Typhoid and paratyphoid fever are caused by bacteria from the genus Salmonella. Humans are the only reservoir for the bacteria, which belong to serotype Typhi, or less often to the serotypes Paratyphi A, B or C. Infection is usually caused by the ingestion of water or food contaminated with human feces or by direct person-to-person transmission.
One to three weeks after infection, patients begin to suffer from constant fever, headache, anorexia, weakness and abdominal pain with diarrhea or constipation.
In mild forms, the symptoms stay the same for around two weeks, and convalescence lasts for several weeks. In more severe forms, patients may experience complications in the intestine, heart or brain. Typhoid fever can be fatal if left untreated.
The mortality rate is 10% in the absence of effective antibiotic treatment, compared with less than 1% for other forms of Salmonella infection.
Appropriate antibiotic therapy reduces the mortality risk to less than 1%. Fluoroquinolones (ciprofloxacin) and third-generation cephalosporins are the most commonly used antibiotics for treating typhoid and paratyphoid fever. However, more and more antibiotic-resistant strains are being isolated, particularly in South Asia and the Indian subcontinent. Over 90% of strains isolated in these regions have reduced susceptibility to fluoroquinolones (1). Since 2018, strains resistant to both ciprofloxacin and third-generation cephalosporins have been isolated in mainland France (1). These strains originating from South Asia are being closely monitored by the CNR.
____________________
### APPLY WHAT YOU READ
1) According to the passage on typhoid and paratyphoid fever, what is the mortality rate in the absence of effective antibiotic treatment?
2) Write the next part of the passage on typhoid and paratyphoid fever, picking up right after its final sentence.
____________________
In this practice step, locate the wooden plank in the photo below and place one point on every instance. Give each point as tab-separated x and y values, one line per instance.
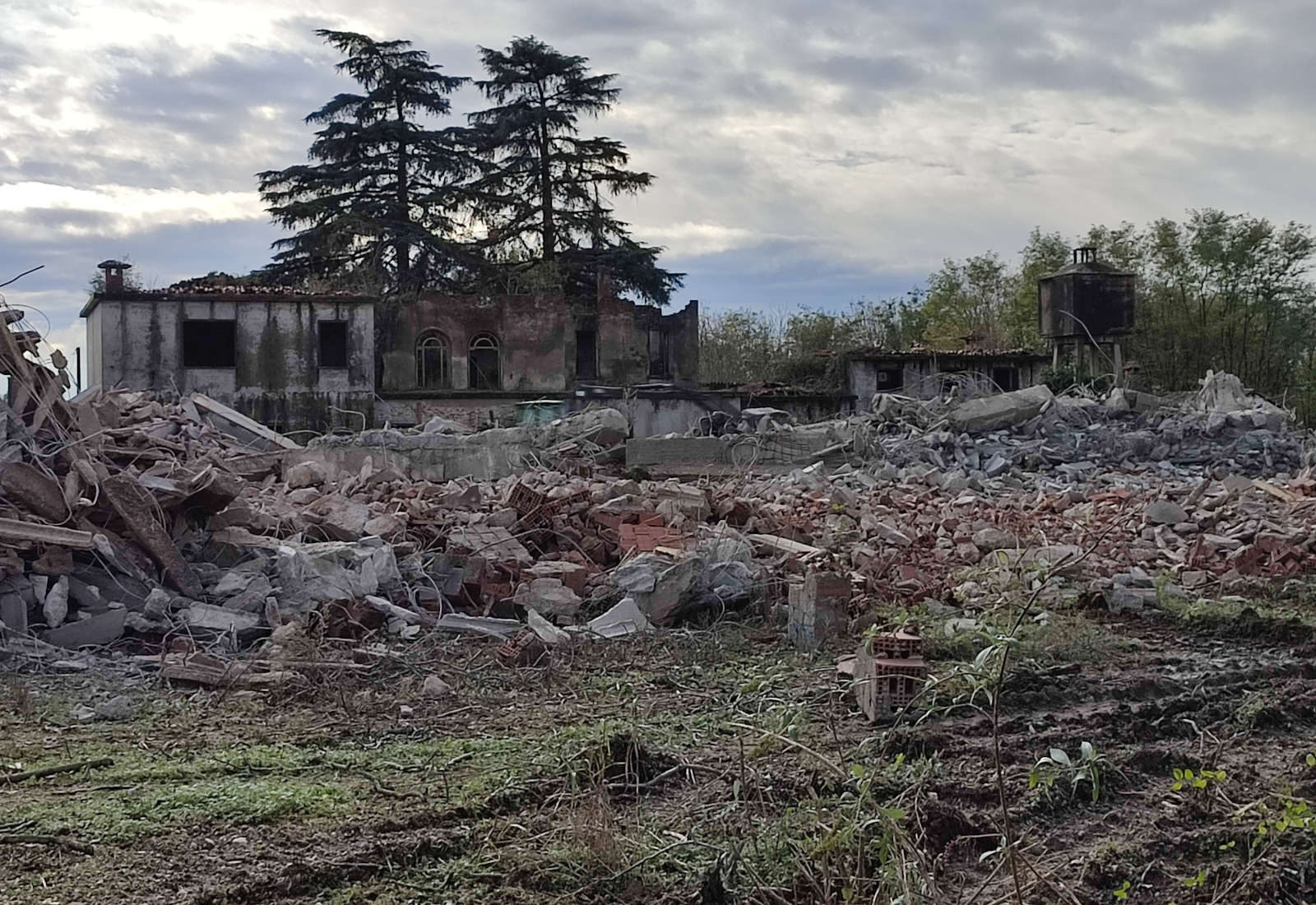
136	507
245	423
12	529
1278	492
782	545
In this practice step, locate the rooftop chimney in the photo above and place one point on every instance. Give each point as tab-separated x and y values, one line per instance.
114	275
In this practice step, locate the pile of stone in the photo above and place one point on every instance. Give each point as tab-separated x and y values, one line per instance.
181	529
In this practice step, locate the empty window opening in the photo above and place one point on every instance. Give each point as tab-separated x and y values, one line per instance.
333	344
1006	378
433	362
210	344
658	341
890	380
484	364
587	354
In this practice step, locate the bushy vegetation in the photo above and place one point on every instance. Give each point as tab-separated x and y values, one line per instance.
1219	291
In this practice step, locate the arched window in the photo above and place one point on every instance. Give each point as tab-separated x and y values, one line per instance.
433	362
486	367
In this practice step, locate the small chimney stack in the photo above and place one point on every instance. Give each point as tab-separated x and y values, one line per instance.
114	275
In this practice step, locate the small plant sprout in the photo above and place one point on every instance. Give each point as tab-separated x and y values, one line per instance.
1186	779
1090	767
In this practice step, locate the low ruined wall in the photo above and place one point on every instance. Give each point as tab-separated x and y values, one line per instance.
487	455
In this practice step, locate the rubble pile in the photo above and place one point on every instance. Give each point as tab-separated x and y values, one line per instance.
190	531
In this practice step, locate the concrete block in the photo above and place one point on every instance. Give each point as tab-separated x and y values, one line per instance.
999	412
98	630
13	613
819	610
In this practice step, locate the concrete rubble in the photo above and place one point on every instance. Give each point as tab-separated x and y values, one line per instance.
181	531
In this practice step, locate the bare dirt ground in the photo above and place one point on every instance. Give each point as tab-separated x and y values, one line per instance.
703	766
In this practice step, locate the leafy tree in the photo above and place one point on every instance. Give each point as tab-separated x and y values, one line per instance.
967	303
544	193
383	183
1043	254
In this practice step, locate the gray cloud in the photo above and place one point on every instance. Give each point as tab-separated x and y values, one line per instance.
819	151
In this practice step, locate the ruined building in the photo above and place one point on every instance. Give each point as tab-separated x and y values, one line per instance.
316	360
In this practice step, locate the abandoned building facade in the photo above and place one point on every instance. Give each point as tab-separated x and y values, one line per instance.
319	360
927	374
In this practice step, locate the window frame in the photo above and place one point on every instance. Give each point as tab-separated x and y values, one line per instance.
320	345
484	342
436	340
191	345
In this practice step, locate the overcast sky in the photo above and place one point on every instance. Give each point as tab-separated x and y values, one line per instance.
807	151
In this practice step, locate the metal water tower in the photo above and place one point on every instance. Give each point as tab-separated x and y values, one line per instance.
1085	309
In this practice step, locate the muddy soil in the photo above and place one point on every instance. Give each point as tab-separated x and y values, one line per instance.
695	766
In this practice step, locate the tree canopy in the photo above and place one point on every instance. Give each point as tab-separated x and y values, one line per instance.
544	195
520	199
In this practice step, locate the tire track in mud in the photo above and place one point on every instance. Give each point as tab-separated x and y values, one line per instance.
1237	694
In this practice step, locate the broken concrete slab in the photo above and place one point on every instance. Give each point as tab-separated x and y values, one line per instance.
217	619
548	596
94	632
1000	411
13	613
1165	512
820	610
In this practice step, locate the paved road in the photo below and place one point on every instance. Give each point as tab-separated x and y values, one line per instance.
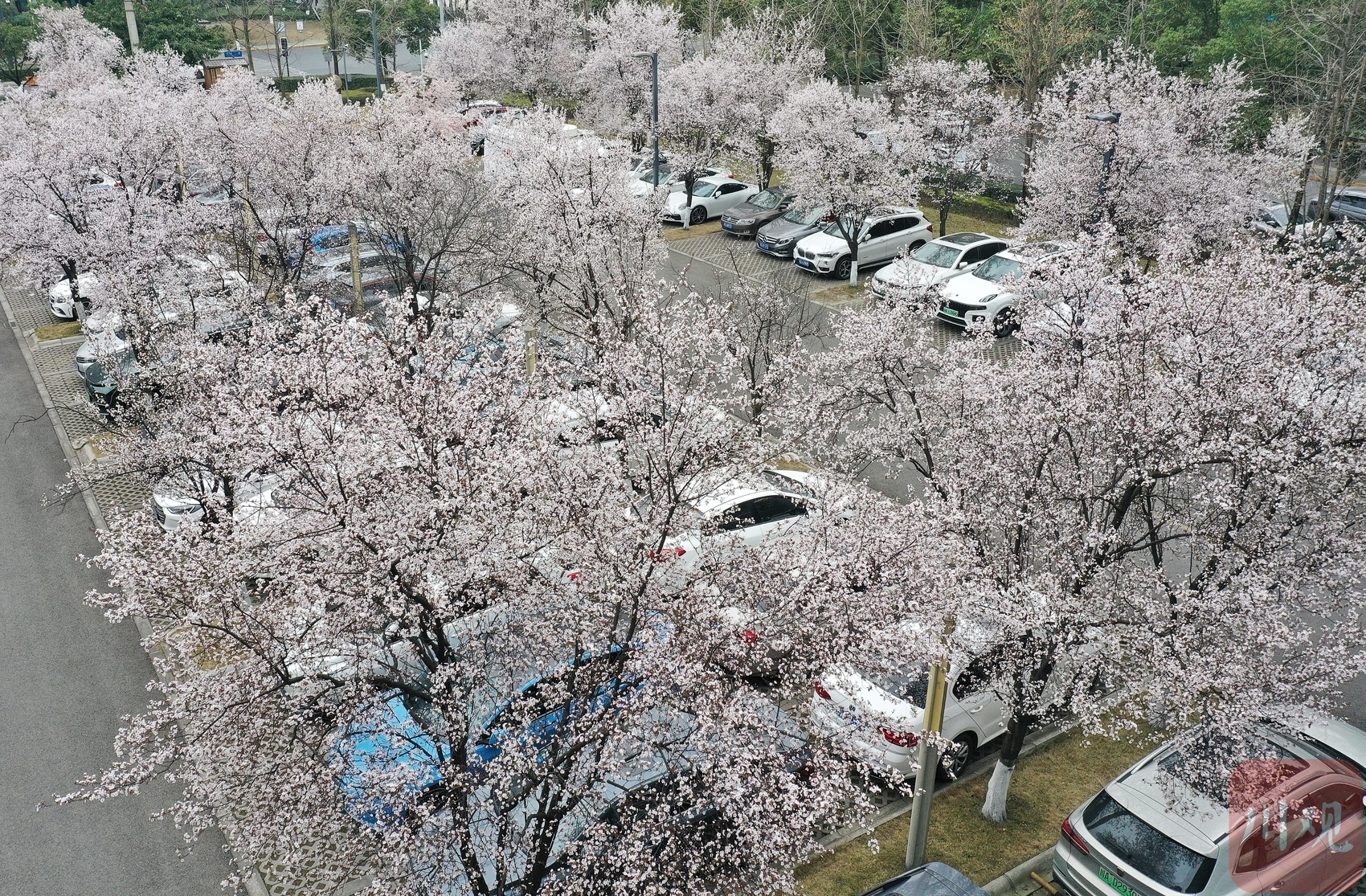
66	677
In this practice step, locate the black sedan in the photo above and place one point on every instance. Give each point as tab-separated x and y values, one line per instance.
747	218
779	236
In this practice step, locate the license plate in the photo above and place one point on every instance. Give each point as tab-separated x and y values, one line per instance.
1118	884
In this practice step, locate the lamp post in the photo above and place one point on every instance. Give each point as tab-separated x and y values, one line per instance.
655	108
374	44
133	23
1108	159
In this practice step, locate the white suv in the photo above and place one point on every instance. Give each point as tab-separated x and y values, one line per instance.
883	236
935	263
984	298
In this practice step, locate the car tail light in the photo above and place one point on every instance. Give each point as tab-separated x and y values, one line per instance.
899	738
1071	835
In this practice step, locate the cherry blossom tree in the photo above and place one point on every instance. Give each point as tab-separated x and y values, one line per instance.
529	47
349	655
960	117
760	64
1165	175
1151	497
614	80
850	156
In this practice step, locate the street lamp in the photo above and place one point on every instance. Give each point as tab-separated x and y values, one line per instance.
374	43
1108	159
655	107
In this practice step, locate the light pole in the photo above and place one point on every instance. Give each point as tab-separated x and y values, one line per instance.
1108	159
655	108
133	23
374	44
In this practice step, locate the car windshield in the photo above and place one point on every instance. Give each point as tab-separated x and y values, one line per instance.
909	683
997	268
938	254
1145	849
805	216
767	200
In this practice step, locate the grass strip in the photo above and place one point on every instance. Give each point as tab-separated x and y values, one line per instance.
1047	787
58	331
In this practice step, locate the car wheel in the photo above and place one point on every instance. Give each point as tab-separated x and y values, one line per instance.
1006	322
955	759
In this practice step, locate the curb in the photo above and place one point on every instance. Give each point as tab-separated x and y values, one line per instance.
252	882
1018	878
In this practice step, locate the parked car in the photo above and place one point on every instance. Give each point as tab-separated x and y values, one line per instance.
1153	832
1274	220
884	234
782	235
749	216
1350	203
59	295
710	197
337	265
985	298
935	263
178	497
878	712
933	878
669	181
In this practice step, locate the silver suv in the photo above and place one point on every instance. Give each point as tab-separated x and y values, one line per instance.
1153	833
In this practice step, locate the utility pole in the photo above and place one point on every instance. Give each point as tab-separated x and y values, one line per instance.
378	63
133	23
926	759
357	300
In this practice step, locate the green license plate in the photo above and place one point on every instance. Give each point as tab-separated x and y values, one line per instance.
1118	884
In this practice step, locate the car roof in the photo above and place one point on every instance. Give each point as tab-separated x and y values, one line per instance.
935	878
966	238
1034	252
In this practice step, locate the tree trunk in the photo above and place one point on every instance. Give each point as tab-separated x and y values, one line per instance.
993	809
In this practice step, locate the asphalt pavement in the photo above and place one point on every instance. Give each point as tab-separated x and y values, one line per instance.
67	677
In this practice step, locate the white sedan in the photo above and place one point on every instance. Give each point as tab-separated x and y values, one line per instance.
935	263
876	714
710	197
59	295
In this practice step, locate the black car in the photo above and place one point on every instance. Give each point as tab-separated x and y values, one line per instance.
747	218
779	236
933	878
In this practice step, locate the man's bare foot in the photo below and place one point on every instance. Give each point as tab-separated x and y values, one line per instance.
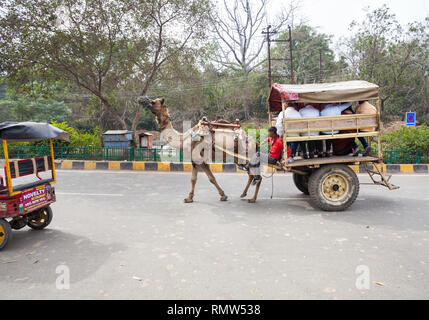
189	200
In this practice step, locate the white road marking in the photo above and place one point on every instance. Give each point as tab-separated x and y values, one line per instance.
90	194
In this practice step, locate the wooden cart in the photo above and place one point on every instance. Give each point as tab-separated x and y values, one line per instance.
331	182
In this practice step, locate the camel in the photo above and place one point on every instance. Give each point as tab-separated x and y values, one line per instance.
202	140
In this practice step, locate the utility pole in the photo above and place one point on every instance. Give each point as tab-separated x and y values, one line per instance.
292	73
268	39
268	33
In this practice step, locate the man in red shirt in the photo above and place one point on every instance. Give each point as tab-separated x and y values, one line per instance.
274	156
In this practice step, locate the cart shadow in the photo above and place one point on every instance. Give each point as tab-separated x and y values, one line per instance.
32	257
374	211
370	211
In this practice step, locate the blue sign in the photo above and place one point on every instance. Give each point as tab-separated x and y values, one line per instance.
411	119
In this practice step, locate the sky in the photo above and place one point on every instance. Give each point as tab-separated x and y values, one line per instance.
334	16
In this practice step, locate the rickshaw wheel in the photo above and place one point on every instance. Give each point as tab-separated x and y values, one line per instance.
44	221
301	182
5	233
334	187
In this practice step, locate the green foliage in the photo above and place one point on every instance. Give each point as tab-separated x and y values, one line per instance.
407	139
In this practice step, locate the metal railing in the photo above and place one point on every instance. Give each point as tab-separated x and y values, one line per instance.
166	155
101	154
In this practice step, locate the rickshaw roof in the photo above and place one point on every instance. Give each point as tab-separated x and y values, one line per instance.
346	91
30	131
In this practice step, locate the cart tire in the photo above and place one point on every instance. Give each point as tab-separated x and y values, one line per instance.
301	182
44	221
5	233
333	187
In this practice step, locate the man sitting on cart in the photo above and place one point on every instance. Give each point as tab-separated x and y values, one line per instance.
260	158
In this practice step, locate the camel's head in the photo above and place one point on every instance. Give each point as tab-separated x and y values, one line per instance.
158	108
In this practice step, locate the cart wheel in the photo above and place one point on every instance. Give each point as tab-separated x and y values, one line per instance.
5	233
301	182
44	221
334	187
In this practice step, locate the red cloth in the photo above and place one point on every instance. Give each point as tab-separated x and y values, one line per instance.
276	147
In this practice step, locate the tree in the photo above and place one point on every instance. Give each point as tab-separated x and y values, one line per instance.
381	51
314	59
239	30
100	45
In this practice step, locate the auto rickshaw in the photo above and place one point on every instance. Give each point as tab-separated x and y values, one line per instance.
27	204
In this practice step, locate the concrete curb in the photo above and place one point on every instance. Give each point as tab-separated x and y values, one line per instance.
215	167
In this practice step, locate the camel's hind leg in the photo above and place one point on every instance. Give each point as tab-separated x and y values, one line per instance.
194	178
258	185
212	179
244	194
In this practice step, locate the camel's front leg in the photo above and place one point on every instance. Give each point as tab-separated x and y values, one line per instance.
212	179
258	185
244	195
194	178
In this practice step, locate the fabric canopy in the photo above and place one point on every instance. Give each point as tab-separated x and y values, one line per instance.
347	91
30	131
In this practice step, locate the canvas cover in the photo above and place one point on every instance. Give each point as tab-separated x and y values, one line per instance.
30	131
347	91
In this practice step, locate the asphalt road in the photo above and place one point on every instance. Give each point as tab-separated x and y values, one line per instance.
130	236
____________________
### TASK ANSWERS
1) 10%

2)
Typhoid and paratyphoid fever are caused by Salmonella serotypes that are specifically adapted to humans, the most common of which is Typhi, followed in descending order of prevalence by Paratyphi A, some strains of Paratyphi B, and Paratyphi C. Infection occurs through the ingestion of water or food contaminated with human feces. Like all fecal-orally transmitted diseases, these fevers occur most often in areas with low standards of hygiene, especially in developing countries in Asia, Africa or Latin America.
The most recent data suggests that there are more than 20 million cases of typhoid and paratyphoid fever worldwide each year, and more than 200,000 deaths (2).
Although currently much less prevalent, the disease is still present in industrialized countries.
In France, typhoid and paratyphoid fever have been notifiable diseases that must be reported to the health authorities since 1903 (https://www.santepubliquefrance.fr). Since 2003, 100 to 250 cases of Salmonella Typhi infection, isolated in mainland France, have been reported to the CNR each year (1). These strains come almost exclusively from imported cases (from Africa and the Indian subcontinent). However, small outbreaks (7 to 10 cases) linked to food-service establishments were identified in Paris in 2003 and 2006. In both cases, infections were traced to employees present within these food-service establishments who were healthy carriers. The existence of healthy carriers is a characteristic feature of these infections. After recovery from typhoid fever, 2 to 5% of individuals continue to harbor the pathogen (primarily in the gall bladder) without exhibiting any clinical signs. Bacteria from this reservoir are periodically excreted in carriers' stools, potentially causing new infections of their close contacts. Typhoid fever continues to be an endemic disease in the French national territory of Mayotte. In 2019, 53 laboratory-confirmed cases of typhoid fever were reported in this French department (3).
Prevention is based on epidemiological surveillance and efforts to eliminate fecal contamination. The spread of Salmonella bacteria can be prevented by ensuring widespread availability of clean, bacteriologically safe water, effective wastewater treatment, generalized sewage services, controls in shellfish harvesting areas, pasteurization of food (especially butter and milk) and strict compliance with hygiene regulations for all restaurant industry workers.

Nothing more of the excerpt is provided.